• [What is being asked] Write out the passage of the review comments below between "Line 149 Sentence" and "along the z axis.", inclusive.

• [Document segment]
Line 149 Sentence should start with “To” rather than “The”
Line 211 spelling of neighbor.
Figure 6. Since the MAE seems to be more interesting than the MAD, it might be preferable to plot the MAE as the colors and the MAD on the z axis. It is easier to judge the value of the colors than the value along the z axis.
Figure 6. Are the numbers on the color scale correct? In experiments.py, colors are broken into values from 0 to 0.02 (rather than 0 to 0.2) and listing of values in nniMAEMAD variable show values up to about 0.02 rather than 0.2. Tick values on legend are set separately rather than being tied to values in the array.
Supplemental material.
I was able to download and run the python scripts provided with little trouble.
I had to comment out the lines pertaining to the use of LaTex (see below). These lines were not critical to producing the figures and the python scripts reproduced the figures in the manuscript without them.

• [Material]
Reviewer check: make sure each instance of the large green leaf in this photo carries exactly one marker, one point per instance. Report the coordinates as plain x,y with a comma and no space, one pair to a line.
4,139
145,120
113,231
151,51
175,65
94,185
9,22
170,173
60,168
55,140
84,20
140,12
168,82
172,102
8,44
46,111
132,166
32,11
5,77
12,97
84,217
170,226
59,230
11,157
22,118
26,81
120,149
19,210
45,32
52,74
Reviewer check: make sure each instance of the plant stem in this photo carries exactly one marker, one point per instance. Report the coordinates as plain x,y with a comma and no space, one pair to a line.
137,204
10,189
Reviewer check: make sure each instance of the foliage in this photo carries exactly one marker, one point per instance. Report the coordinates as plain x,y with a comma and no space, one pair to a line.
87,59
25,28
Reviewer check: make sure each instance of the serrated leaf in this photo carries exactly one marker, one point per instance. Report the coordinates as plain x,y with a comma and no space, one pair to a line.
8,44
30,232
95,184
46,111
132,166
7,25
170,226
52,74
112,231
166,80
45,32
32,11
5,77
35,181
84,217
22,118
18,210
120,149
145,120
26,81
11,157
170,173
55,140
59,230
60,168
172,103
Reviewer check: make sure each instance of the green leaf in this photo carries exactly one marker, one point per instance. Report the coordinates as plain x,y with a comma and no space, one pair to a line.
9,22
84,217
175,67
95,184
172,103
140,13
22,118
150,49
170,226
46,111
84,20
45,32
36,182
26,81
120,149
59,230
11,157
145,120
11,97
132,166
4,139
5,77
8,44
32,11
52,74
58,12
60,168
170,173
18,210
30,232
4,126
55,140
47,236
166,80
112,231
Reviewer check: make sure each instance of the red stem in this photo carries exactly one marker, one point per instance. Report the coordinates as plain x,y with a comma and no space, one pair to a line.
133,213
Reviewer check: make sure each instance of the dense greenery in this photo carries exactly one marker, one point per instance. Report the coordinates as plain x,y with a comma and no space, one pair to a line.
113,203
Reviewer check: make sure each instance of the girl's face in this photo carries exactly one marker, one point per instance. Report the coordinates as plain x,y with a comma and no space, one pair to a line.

• [The result]
Line 149 Sentence should start with “To” rather than “The”
Line 211 spelling of neighbor.
Figure 6. Since the MAE seems to be more interesting than the MAD, it might be preferable to plot the MAE as the colors and the MAD on the z axis. It is easier to judge the value of the colors than the value along the z axis.